## Extrait du texte
++++++++
Citation de Jean-Pierre De Muylder



Ben oui, ce sont des choses qui arrivent : je n’avais encore jamais lu un ouvrage de Joyce Carol Oates ! Tous ses bouquins, depuis 70 ans, me sont passés sous les yeux sans que je les voie. On va corriger cette lacune, avec son soixantième roman "La nuit. Le sommeil. La mort. Les étoiles". Une grande saga familiale autour d’un drame : la disparition brutale du chef de famille laissant une veuve et cinq enfants (adultes) complètement désemparés.


Faut-il la présenter ? Joyce Carol Oates est née en juin 1938 à Lockport dans l'État de New York, c’est une femme de lettres américaine, poétesse, romancière, nouvelliste, dramaturge et essayiste. Elle a également publié plusieurs romans policiers sous les pseudonymes de Rosamond Smith et Lauren Kelly.
Elle sort diplômée de l'université de Syracuse en 1960, puis obtient une maîtrise universitaire en Lettres de l'université du Wisconsin à Madison en 1961. Elle commence à enseigner brièvement à Beaumont, au Texas, puis, en 1968, à l'Université de Windsor, en Ontario, au Canada. Dix ans plus tard, elle décroche un poste de professeur en création littéraire à l'université de Princeton, dans le New Jersey. Elle enseigne dans cette institution jusqu'en 2014.
++++++++
## Données fournies
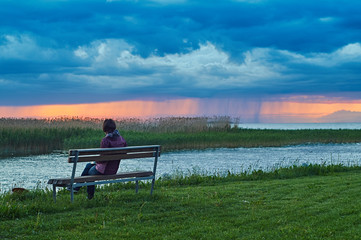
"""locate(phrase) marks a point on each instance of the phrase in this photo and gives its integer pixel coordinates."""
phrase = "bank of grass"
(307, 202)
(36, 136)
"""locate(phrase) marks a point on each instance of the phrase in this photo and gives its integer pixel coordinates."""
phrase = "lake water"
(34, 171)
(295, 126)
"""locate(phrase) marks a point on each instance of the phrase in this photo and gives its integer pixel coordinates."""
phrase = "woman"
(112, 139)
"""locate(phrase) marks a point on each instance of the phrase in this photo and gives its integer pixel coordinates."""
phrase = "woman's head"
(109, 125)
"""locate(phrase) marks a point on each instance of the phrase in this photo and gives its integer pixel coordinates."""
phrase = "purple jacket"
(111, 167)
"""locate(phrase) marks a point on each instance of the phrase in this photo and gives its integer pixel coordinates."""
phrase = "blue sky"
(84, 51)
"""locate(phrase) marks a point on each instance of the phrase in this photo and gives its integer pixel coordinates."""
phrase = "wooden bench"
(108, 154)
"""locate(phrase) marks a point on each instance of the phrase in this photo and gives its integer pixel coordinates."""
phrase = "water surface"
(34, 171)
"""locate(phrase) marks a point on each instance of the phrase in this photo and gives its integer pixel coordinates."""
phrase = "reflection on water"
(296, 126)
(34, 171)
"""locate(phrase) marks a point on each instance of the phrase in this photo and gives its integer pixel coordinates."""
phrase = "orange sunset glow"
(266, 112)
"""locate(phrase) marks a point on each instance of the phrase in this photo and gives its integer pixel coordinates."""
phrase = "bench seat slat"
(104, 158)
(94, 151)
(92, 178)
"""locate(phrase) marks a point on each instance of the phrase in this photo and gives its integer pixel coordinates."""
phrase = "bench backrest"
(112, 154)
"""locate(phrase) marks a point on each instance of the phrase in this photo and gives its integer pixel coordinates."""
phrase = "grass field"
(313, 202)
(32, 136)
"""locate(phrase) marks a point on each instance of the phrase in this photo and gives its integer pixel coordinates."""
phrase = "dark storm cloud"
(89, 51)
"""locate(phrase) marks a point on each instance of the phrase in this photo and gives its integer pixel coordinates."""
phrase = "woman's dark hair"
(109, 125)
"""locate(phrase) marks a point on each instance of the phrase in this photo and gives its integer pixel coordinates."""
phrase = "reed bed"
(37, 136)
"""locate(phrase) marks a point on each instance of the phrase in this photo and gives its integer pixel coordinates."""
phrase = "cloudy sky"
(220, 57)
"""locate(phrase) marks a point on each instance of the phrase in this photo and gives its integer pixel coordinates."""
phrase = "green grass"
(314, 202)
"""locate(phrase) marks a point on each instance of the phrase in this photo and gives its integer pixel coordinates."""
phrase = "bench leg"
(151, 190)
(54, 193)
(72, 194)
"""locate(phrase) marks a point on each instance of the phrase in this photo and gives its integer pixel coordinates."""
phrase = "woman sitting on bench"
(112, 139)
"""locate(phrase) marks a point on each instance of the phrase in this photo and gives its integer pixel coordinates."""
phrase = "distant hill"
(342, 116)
++++++++
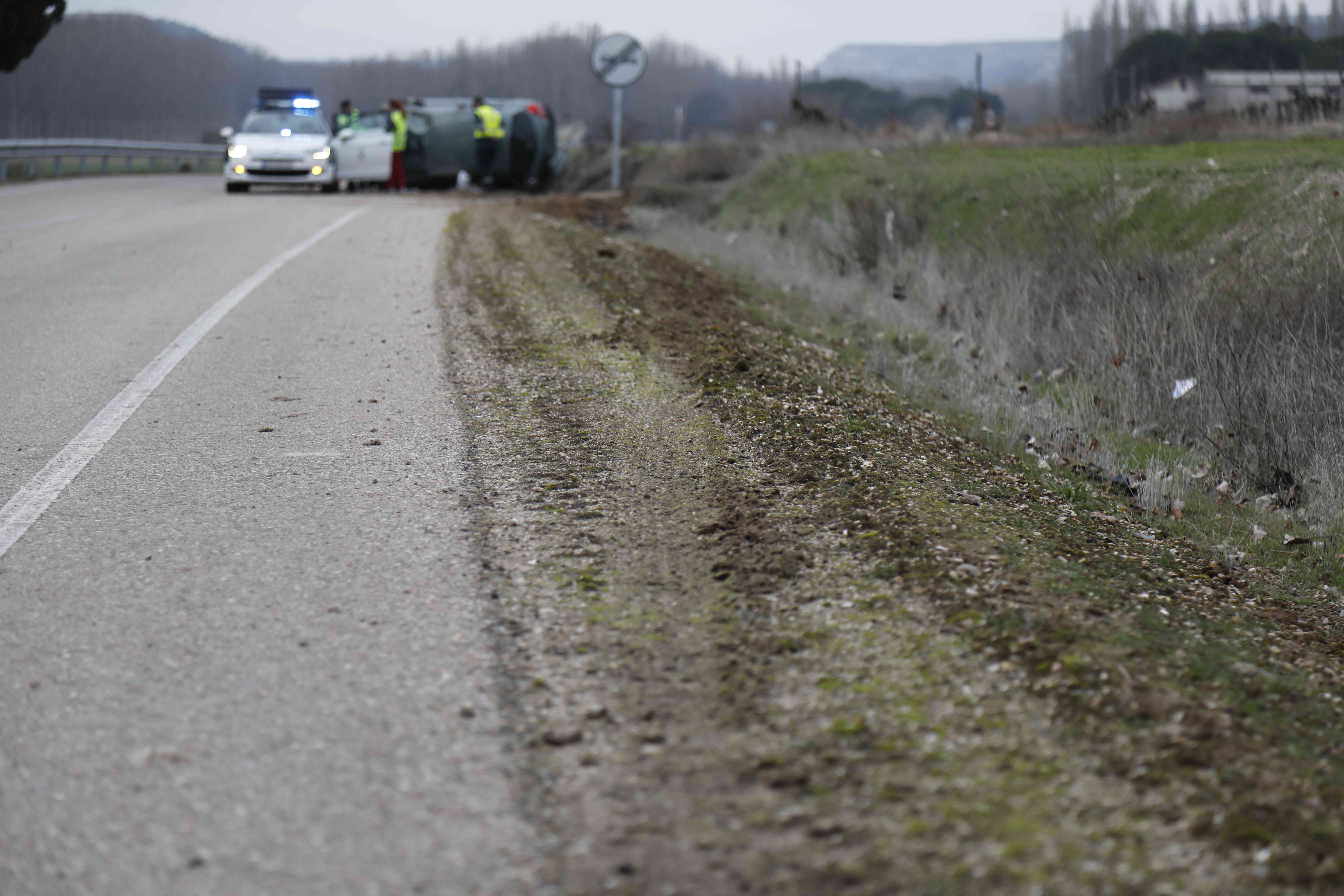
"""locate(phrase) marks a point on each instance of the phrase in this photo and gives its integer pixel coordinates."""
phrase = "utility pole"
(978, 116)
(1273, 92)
++++++++
## Consignes
1 > Recopiez fidèlement le passage de l'extrait qui s'ouvre sur les mots « Citation de Jean-Pierre » et se referme sur « et Lauren Kelly. ».
2 > Traduisez en anglais la phrase suivante de l'extrait : « Elle a également publié plusieurs romans policiers sous les pseudonymes de Rosamond Smith et Lauren Kelly. »
Pour répondre, appuyez-vous uniquement sur l'extrait.

## Réponses
1 >
Citation de Jean-Pierre De Muylder



Ben oui, ce sont des choses qui arrivent : je n’avais encore jamais lu un ouvrage de Joyce Carol Oates ! Tous ses bouquins, depuis 70 ans, me sont passés sous les yeux sans que je les voie. On va corriger cette lacune, avec son soixantième roman "La nuit. Le sommeil. La mort. Les étoiles". Une grande saga familiale autour d’un drame : la disparition brutale du chef de famille laissant une veuve et cinq enfants (adultes) complètement désemparés.


Faut-il la présenter ? Joyce Carol Oates est née en juin 1938 à Lockport dans l'État de New York, c’est une femme de lettres américaine, poétesse, romancière, nouvelliste, dramaturge et essayiste. Elle a également publié plusieurs romans policiers sous les pseudonymes de Rosamond Smith et Lauren Kelly.

2 > She also published several crime novels under the pen names Rosamond Smith and Lauren Kelly.